• **Source extract**
***

My Father died recently and a Singer 206 came my way. I remember it being purchased when I was a child possibly 1952 or 1953. Before I ditch it, is it worth anything?

Ed Lamoureux said...

Marilyn, your memory is good, the Sewing Machine Blue Book shows the Singer 206 being manufactured 1950-1953. They don't bring a lot, no recent sales on eBay to gauge, but I would estimate in the $50-$75 range. However, a set of common accessories for the 206 sold on eBay for over $43, so you could have more value in accessories than in the machine itself. - Ed

Dianne B. in England said...

Hi Ed, I'm sorry you have had so much trouble with your 319. I have an identical machine in the lovely green colour, but mine is perfect. She's not noisy at all and stitches smoothly and easily. Her embroidery stitches are comparable to those of modern computerised machines. I am wondering if the difference between our machines could be the place of manufacture? I am in England, and my machine is a 319K, made in Clydebank, Scotland, at Singer's Kilbowie Factory. I have enjoyed reading your blog and have bookmarked it so I can come back and read more. Thanks for sharing your experiences! :)

Anonymous said...

I loved my 319W until the zig zag stopped working. . .
I fear you may be right.
-Susan

zees5 said...

I am supposed to pick up a 206k tomorrow and this is the first bad review I have seen. So I will be sure to test drive it thoroughly.

Nobody has mentioned this yet, but the 206 was originally an industrial machine first produced in the 30's. It was later marketed to the general public in the 50's so perhaps its industrial roots explain the noise??? ~Page

zees5 said...

PS Now, I'm really confused - check out this review:

http://zigzaggers.typepad.com/zigzaggers/2010/02/singer-206.html

I'll check back. ~Page

Ed Lamoureux said...

Page, I don't subscribe to the industrial theory. Industrial machines for the most part are larger, heavier, and more sturdily built than a 206. Furthermore, my industrial machines are smooth-running and quiet, not rough and noisy like the 206 Class machines. No professional sewing machine operator would want to sit at a 206 all day. - Ed

Ed Lamoureux said...

"PS Now, I'm really confused - check out this review:"

I checked it out: "...not perfectly silent..."; "...awkward position of the bobbin..."; "...specifies the more expensive 206x13 needle...". I think that is pretty much what I said and the reasons I don't like the 206/306/319. - Ed

Stephanie Newman said...

***

• **Tasks and exercises**
1. Answer these questions about the Singer 206 discussion:
(a) Which years does the Sewing Machine Blue Book give for the manufacture of the Singer 206?
(b) Where was Dianne B.'s 319K made?
(c) Which needle does the linked review say the machine specifies?
2. Can you carry on the Singer 206 discussion from where it stops?

[Rows from a dataset]
***

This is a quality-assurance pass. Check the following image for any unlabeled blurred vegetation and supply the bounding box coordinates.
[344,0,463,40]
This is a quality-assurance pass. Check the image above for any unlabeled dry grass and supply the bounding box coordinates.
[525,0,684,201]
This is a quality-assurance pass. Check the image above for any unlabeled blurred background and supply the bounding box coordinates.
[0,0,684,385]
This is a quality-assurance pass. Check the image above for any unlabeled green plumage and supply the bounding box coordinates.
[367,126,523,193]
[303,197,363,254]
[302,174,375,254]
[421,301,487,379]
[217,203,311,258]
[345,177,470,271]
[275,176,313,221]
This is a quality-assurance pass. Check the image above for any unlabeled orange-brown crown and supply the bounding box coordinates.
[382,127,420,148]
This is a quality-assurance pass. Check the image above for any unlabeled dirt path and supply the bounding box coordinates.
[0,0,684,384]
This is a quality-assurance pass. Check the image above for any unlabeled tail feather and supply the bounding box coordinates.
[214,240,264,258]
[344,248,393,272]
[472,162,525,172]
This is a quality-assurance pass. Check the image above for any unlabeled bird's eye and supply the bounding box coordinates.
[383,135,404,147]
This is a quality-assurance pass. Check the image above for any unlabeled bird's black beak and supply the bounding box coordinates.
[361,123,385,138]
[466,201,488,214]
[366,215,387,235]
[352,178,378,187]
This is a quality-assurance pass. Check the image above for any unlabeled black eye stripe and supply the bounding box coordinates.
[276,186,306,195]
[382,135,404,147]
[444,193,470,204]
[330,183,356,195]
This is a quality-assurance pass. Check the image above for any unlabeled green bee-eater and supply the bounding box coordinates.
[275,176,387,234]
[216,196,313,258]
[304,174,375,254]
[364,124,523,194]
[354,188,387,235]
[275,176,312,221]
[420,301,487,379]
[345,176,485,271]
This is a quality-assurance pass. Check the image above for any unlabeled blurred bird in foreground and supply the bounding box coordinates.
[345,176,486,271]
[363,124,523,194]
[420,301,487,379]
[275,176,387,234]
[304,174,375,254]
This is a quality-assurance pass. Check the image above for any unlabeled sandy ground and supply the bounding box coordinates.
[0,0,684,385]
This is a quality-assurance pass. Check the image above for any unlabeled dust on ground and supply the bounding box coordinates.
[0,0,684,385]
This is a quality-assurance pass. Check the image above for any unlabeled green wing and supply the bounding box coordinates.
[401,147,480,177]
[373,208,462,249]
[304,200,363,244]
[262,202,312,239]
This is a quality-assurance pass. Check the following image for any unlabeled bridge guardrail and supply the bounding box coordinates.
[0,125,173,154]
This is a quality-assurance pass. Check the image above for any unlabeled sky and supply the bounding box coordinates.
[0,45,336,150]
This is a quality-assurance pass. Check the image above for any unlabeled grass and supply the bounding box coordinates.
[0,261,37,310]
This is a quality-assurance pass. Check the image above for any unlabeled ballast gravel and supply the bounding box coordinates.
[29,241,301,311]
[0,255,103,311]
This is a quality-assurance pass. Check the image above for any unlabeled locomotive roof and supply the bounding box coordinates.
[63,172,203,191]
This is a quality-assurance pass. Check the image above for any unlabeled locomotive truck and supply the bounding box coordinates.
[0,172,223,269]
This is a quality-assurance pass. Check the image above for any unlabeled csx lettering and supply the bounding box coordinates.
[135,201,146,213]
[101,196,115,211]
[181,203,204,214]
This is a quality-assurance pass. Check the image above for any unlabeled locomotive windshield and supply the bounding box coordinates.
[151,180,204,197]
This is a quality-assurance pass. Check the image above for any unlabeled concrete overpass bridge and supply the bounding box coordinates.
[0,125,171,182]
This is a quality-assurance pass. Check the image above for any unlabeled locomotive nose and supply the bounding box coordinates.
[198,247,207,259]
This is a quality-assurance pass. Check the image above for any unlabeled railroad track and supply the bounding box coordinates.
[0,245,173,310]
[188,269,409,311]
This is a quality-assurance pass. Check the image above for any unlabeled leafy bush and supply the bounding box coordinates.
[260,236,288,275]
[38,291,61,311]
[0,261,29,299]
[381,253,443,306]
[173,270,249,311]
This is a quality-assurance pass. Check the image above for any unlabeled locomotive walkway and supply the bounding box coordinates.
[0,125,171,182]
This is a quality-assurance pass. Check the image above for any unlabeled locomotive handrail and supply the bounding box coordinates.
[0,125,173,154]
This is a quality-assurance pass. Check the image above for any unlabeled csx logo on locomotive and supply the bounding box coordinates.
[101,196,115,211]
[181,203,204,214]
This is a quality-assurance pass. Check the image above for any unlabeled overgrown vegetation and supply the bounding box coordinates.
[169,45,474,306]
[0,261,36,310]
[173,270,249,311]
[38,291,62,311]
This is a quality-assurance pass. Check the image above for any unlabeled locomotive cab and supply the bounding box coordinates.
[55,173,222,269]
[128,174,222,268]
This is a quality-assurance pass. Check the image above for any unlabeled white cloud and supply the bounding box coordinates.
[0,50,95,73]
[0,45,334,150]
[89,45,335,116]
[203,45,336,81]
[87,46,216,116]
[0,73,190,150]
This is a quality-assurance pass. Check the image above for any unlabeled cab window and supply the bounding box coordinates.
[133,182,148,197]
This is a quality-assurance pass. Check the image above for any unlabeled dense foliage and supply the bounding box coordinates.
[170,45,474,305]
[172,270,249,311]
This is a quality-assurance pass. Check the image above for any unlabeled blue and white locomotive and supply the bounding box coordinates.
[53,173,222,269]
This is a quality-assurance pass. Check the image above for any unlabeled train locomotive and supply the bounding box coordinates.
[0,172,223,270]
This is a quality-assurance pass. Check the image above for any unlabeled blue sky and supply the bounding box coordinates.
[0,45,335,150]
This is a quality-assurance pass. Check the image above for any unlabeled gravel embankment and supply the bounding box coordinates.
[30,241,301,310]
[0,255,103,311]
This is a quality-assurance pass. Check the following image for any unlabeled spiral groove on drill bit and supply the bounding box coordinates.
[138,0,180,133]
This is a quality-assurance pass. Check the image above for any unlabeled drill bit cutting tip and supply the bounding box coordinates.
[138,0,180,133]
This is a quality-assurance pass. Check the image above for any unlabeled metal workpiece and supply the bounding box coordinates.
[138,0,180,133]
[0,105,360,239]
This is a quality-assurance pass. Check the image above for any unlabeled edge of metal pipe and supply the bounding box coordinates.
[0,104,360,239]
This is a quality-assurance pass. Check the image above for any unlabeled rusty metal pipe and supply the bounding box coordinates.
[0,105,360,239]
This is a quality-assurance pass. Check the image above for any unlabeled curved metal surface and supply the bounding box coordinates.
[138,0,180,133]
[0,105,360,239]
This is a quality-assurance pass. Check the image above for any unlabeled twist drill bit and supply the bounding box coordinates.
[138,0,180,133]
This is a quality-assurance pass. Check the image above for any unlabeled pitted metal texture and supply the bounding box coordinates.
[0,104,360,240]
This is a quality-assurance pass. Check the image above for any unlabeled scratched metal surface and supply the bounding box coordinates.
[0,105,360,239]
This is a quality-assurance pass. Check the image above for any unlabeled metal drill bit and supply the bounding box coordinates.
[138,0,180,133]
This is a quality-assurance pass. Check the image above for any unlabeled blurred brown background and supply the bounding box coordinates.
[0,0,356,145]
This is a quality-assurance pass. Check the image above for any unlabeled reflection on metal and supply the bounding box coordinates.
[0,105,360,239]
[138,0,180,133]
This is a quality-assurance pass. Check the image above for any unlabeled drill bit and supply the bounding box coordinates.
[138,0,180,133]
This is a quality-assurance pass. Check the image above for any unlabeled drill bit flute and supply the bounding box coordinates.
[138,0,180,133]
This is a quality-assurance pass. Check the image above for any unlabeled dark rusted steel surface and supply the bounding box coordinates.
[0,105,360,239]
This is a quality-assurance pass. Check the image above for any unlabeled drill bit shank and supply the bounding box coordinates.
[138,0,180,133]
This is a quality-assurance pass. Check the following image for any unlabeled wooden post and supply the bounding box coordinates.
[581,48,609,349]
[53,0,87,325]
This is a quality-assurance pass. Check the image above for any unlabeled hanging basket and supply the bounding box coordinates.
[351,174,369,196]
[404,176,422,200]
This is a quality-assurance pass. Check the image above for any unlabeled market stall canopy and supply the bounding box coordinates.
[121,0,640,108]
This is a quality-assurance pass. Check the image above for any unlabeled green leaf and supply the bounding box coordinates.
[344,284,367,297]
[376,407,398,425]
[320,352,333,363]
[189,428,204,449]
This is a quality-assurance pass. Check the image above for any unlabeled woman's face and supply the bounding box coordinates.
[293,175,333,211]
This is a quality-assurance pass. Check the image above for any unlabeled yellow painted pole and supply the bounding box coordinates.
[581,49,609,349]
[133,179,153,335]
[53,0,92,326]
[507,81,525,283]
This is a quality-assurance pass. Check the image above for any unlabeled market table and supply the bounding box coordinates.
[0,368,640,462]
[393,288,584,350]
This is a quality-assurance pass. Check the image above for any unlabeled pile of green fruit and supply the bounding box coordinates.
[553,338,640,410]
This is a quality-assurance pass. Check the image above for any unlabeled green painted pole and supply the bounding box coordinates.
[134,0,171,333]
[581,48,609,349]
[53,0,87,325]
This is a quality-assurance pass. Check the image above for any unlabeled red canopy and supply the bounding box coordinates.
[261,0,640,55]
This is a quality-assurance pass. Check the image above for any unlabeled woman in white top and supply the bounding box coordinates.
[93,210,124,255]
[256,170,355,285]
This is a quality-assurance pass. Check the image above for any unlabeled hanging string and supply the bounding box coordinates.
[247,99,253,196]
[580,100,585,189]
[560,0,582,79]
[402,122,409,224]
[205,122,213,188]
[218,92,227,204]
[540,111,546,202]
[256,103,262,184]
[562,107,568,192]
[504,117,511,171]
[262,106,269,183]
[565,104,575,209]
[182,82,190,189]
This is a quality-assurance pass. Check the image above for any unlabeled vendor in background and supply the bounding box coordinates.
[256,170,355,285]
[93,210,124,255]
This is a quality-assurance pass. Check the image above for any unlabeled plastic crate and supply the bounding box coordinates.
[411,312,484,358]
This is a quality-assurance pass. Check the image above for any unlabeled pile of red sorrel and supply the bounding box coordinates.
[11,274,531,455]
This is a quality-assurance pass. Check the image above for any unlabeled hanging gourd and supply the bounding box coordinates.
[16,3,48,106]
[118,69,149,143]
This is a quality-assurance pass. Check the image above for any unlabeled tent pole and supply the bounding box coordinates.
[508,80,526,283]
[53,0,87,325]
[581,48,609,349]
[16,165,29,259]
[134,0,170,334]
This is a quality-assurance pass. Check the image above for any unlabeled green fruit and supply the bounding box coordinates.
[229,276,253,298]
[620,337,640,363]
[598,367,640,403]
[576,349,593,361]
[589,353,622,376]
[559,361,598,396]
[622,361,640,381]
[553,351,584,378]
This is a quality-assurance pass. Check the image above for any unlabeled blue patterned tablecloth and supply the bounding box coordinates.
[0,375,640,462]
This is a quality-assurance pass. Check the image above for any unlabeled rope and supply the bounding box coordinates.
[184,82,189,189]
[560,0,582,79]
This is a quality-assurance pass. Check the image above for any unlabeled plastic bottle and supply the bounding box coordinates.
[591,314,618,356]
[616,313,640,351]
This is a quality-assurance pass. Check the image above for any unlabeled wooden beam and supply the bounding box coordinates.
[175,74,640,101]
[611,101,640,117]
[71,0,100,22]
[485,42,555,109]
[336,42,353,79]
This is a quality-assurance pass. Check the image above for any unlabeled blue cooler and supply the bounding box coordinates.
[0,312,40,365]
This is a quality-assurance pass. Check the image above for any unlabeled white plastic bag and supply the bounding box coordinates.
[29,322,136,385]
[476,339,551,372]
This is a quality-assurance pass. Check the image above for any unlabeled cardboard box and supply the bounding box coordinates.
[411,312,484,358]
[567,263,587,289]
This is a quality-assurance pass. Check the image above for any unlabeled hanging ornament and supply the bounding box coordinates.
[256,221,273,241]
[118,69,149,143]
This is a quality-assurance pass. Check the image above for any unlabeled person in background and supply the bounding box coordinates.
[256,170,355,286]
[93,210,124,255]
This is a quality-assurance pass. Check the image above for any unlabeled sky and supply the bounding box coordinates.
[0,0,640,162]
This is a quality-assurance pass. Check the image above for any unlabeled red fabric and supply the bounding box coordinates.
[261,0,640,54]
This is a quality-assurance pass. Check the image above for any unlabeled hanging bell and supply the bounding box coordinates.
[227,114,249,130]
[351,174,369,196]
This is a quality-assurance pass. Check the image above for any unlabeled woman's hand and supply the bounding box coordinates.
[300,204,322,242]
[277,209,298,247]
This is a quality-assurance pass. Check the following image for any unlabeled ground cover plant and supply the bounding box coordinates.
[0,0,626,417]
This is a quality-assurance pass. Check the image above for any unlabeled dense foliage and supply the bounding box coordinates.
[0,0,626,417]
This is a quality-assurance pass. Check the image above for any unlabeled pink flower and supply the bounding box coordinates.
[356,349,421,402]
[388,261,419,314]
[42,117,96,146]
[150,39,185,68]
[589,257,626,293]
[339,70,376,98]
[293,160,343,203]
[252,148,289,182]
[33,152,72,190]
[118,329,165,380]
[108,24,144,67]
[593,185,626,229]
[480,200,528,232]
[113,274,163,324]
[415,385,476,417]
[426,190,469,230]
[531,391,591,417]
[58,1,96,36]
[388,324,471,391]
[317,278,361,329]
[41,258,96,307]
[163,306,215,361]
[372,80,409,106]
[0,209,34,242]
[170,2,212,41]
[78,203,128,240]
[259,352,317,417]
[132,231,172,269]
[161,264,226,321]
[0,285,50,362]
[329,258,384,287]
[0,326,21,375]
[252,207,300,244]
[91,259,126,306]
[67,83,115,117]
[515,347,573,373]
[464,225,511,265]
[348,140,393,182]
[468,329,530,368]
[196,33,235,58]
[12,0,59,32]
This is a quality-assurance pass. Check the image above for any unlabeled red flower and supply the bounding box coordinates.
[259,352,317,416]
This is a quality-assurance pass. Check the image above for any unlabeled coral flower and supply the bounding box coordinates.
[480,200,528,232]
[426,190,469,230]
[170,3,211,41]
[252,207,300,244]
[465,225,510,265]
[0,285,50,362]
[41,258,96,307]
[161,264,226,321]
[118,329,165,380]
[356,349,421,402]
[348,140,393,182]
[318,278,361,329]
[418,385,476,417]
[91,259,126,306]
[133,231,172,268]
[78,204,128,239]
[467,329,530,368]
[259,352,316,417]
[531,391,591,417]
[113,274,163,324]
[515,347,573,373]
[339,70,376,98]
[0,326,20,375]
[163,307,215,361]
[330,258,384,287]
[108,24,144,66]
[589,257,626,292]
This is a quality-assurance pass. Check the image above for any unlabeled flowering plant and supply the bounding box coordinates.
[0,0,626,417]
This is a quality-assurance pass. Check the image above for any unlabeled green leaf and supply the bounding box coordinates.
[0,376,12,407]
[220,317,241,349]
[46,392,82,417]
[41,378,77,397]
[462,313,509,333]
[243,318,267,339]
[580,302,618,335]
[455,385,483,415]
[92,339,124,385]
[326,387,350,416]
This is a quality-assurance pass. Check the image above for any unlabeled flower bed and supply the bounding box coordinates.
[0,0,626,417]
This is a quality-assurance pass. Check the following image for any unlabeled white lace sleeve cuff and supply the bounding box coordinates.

***

• **Expected responses**
1.
(a) 1950-1953
(b) In Clydebank, Scotland, at Singer's Kilbowie Factory
(c) The 206x13 needle

2.
Funny that some like what other hate. For the record I am quite partial to my 319K out of vintage interest really... but it also sews nicely- quietly, smoothly and reliably. Mine is a Kilbowie green model so I wonder if different manufacturing plants have a part to play in their performance? Mine has had its bobbin case altered and I have had no nicks or deflections yet- but then I don't sew denim with it-not because it can't but because I've not had the machine in use when hemming jeans.
Its a case of I use it now and then for vintage fun and enjoy piecing quilt tops now and then on it. Yes the bobbin case is abit awkward the first few times to put in and remove, and the needle plate is abit tight to change over...but both these are less so than a semi industrial I use sporadically that loads on the end. And somehow those levers and cams on the 319k have a charm all of their own I find hard to resist.
If there's one thing I don't like is how hot the housing around the lightglobe gets, so I use my left hand to lift the presserfoot to avoid burning fingers-this is a problem with many vintage machines though.
For sewing with now and then I find its a nice bit of good old fashioned fun and I do appreciate her art deco appeal.
Just for the record, I'm a Bernina lover.

Camomille said...

Ed,
I'm a belgian reader who recently discovered your blog. I am the owner of a 319k, not with a motor, but to handle with your feet (I don't know the words in English).
I bought the Fashion discs on the internet (i still have to receive them) last week and now the machine is not working very well any more...
The needles break one after the other, first they bend (?) and then they break, the stitching underneat is much too loose, i've already changed all the tensions, but it doesn't work anymore...
BUT apparantly, I use the wrong needles! I hope that was the problem, I'm going to search for 206x13 needles somewhere here (but I only find them in the UK so far...) Thanks for your post!

PS: I love mine, with the levers! I hope it works soon and I like to try the discs also!
PS2: photos on my blog!

Anonymous said...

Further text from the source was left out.